** START Task inputs **

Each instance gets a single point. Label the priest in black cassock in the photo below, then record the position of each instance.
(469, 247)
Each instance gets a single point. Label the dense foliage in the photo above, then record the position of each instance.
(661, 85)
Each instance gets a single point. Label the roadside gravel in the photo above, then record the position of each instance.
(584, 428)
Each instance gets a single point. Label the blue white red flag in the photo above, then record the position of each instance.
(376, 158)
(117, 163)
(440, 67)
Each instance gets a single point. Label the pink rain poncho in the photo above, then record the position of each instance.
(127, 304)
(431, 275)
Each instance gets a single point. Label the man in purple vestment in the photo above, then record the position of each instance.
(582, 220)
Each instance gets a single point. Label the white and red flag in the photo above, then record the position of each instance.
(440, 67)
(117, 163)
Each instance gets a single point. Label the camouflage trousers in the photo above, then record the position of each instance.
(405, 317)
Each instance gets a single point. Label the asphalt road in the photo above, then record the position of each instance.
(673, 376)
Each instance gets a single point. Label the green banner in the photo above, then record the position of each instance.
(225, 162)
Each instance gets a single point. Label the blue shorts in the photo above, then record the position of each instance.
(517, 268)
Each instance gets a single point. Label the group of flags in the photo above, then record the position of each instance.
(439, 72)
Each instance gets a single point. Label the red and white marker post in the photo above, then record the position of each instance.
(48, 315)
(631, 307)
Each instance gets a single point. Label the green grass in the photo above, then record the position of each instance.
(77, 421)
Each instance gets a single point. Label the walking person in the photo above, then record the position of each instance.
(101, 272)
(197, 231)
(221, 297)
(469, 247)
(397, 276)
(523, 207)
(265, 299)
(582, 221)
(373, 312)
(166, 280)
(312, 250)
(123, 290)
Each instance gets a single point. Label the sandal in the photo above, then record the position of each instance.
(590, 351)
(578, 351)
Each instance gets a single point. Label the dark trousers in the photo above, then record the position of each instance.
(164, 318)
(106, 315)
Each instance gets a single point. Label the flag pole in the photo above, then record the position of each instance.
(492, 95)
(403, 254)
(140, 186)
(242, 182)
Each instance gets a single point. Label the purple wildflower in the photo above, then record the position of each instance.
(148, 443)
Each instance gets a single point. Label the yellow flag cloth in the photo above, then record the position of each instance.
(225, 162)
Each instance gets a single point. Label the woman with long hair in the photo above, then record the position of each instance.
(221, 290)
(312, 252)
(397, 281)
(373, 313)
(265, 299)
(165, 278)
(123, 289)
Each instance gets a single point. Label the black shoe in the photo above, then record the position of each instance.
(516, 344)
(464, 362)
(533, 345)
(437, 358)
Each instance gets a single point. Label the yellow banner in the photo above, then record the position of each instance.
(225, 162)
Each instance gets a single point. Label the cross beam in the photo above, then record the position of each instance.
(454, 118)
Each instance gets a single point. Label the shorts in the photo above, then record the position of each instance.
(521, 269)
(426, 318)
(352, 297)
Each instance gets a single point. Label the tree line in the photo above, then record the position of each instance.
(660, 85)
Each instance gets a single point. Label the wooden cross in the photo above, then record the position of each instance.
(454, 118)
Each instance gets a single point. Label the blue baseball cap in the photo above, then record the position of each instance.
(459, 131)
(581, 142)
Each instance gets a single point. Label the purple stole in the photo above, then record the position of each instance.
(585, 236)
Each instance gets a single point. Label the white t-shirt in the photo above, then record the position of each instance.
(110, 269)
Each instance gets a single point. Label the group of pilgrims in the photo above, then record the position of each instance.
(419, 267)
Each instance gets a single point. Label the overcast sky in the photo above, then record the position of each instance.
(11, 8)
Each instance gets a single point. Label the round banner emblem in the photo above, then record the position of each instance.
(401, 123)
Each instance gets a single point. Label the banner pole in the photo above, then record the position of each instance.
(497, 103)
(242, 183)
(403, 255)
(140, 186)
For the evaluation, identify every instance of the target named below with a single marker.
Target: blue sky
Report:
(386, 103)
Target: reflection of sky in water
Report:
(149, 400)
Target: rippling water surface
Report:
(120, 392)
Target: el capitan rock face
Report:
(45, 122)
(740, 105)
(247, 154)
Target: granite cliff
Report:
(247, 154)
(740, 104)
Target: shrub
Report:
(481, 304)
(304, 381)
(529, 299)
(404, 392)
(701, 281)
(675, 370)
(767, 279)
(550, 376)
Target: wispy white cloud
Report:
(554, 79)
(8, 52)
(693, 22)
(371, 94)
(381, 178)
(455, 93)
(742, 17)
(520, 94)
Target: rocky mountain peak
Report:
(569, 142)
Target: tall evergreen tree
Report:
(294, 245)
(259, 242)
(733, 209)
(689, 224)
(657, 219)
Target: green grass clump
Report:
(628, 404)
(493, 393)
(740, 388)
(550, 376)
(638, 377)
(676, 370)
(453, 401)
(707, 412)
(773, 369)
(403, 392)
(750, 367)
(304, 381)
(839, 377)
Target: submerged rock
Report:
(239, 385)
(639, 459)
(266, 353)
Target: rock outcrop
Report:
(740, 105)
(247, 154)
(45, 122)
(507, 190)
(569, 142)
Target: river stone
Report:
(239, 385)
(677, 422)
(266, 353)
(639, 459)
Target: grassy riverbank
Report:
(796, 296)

** END Task inputs **

Format every line of the material above as a JSON list of strings, one string per line, leaving out blank lines.

[
  "Each instance gets a single point. Label the priest in black cassock in the photo below, then record the position of each instance.",
  "(469, 247)",
  "Each instance gets a single point. Label the dense foliage in the photo above, then record the position of each instance.",
  "(661, 85)",
  "Each instance gets a single point. Label the roadside gravel in the photo above, then record the position of each instance.",
  "(584, 428)",
  "Each instance gets a single point. Label the blue white red flag in the photo above, then record the position of each instance.",
  "(376, 158)",
  "(117, 163)",
  "(440, 67)",
  "Each instance gets a single point. Label the pink rain poncho in the photo above, then record the position of each instance.",
  "(127, 304)",
  "(431, 275)",
  "Each instance gets a single point. Label the man in purple vestment in the photo above, then record the position of each instance.",
  "(582, 220)",
  "Each instance gets a single point. Label the white and red flag in the photo above, then record the position of each instance.",
  "(440, 67)",
  "(117, 163)",
  "Each instance gets a single point. Label the camouflage trousers in the photo above, then record the position of each instance.",
  "(405, 317)",
  "Each instance gets a single point. Label the asphalt road in the photo above, then record the position of each instance.",
  "(673, 376)",
  "Each instance gets a single point. Label the green banner in the photo above, then record the position of each instance.",
  "(225, 162)",
  "Each instance gets a single point. Label the blue shorts in the photo above, then record the position of each instance.",
  "(517, 268)",
  "Each instance gets a single point. Label the group of flags in the photo above, then record the position of each instance.",
  "(439, 72)",
  "Each instance gets a single point. Label the red and white marker post in the photo above, then record the position of each instance.",
  "(48, 315)",
  "(631, 307)",
  "Each instance gets a single point. Label the green grass in the photo above, then record the position of each instance.",
  "(77, 421)",
  "Each instance gets a single point. Label the walking person in the photo above, then record the position of each instance.",
  "(101, 272)",
  "(197, 231)",
  "(221, 297)",
  "(469, 247)",
  "(397, 276)",
  "(523, 207)",
  "(265, 299)",
  "(582, 221)",
  "(373, 312)",
  "(166, 280)",
  "(312, 250)",
  "(123, 290)",
  "Each instance gets a single point. Label the sandal in the photo above, then record the position of each instance.",
  "(590, 351)",
  "(578, 351)",
  "Each instance gets a single point. Label the dark trousers in the photo above, then record the position of each instance.",
  "(164, 318)",
  "(106, 315)",
  "Each instance gets a single point. Label the flag pole in the photo above, then record the position of each instance.",
  "(492, 95)",
  "(403, 254)",
  "(140, 186)",
  "(242, 182)",
  "Each instance gets a single point. Label the purple wildflower in the photo above, then record the position of each instance.",
  "(148, 443)",
  "Each instance gets a single point. Label the yellow flag cloth in the photo above, then record the position of each instance.",
  "(225, 162)",
  "Each instance gets a single point. Label the woman with long hair in the photo above, then record the position of each instance.",
  "(221, 290)",
  "(312, 252)",
  "(397, 281)",
  "(373, 313)",
  "(265, 299)",
  "(165, 278)",
  "(123, 289)",
  "Each instance gets a single point. Label the black shoe in the photo above, then record the position of each instance.",
  "(516, 344)",
  "(464, 362)",
  "(533, 345)",
  "(437, 358)",
  "Each instance gets a single point. Label the yellow banner in the photo above, then record the position of each instance.",
  "(225, 162)",
  "Each instance gets a single point. Label the cross beam in the photo above, then record the position of each instance.",
  "(454, 118)",
  "Each instance gets a single point. Label the shorts in the photo above, then record the position of each instance.",
  "(521, 269)",
  "(426, 318)",
  "(352, 297)",
  "Each instance gets a single point. Label the tree line in the photo above, then record the position of each instance.",
  "(660, 85)",
  "Each instance gets a single point. Label the wooden cross in the photo above, then record the position of each instance.",
  "(454, 118)",
  "Each instance gets a single point. Label the blue baseball cap in the photo above, then record the position of each instance.",
  "(459, 131)",
  "(581, 142)",
  "Each instance gets a single point. Label the purple stole in the photo above, then record the position of each instance.",
  "(585, 236)",
  "Each instance gets a single point. Label the white t-shirt in the photo above, then record the position of each instance.",
  "(110, 269)",
  "Each instance gets a single point. Label the group of pilgrims in the photo above, then record the position of each instance.",
  "(419, 267)",
  "Each instance gets a single point. Label the overcast sky in the photo above, then record the position of each instance.",
  "(11, 8)",
  "Each instance gets a single point. Label the round banner emblem in the photo above, then record the position of each instance.",
  "(401, 123)",
  "Each instance gets a single point. Label the banner pole in the photo above, then record the position of each instance.",
  "(497, 103)",
  "(242, 183)",
  "(403, 255)",
  "(140, 186)",
  "For the evaluation, identify every instance of the target named below with a single marker.",
  "Target: blue sky",
  "Report:",
  "(386, 103)",
  "Target: reflection of sky in water",
  "Report:",
  "(149, 400)",
  "Target: rippling water surface",
  "Report:",
  "(120, 392)",
  "Target: el capitan rock face",
  "Report:",
  "(45, 122)",
  "(740, 105)",
  "(247, 154)",
  "Target: granite cliff",
  "Report:",
  "(247, 154)",
  "(740, 104)",
  "Target: shrub",
  "Report:",
  "(481, 304)",
  "(304, 381)",
  "(529, 299)",
  "(404, 392)",
  "(701, 281)",
  "(675, 370)",
  "(767, 279)",
  "(550, 376)",
  "Target: wispy white cloud",
  "Report:",
  "(554, 79)",
  "(8, 52)",
  "(693, 22)",
  "(371, 94)",
  "(381, 178)",
  "(455, 93)",
  "(742, 17)",
  "(520, 94)",
  "Target: rocky mountain peak",
  "Report:",
  "(569, 142)",
  "Target: tall evergreen tree",
  "Report:",
  "(294, 245)",
  "(259, 242)",
  "(733, 209)",
  "(689, 224)",
  "(657, 219)",
  "Target: green grass clump",
  "Report:",
  "(628, 404)",
  "(493, 393)",
  "(740, 388)",
  "(550, 376)",
  "(638, 377)",
  "(676, 370)",
  "(453, 401)",
  "(707, 412)",
  "(773, 369)",
  "(403, 392)",
  "(750, 367)",
  "(304, 381)",
  "(839, 377)",
  "Target: submerged rock",
  "Report:",
  "(239, 385)",
  "(639, 459)",
  "(266, 353)",
  "Target: rock outcrop",
  "Report:",
  "(740, 105)",
  "(247, 154)",
  "(45, 122)",
  "(507, 190)",
  "(569, 142)",
  "Target: river stone",
  "Report:",
  "(239, 385)",
  "(677, 422)",
  "(266, 353)",
  "(639, 459)",
  "Target: grassy riverbank",
  "Report:",
  "(796, 296)"
]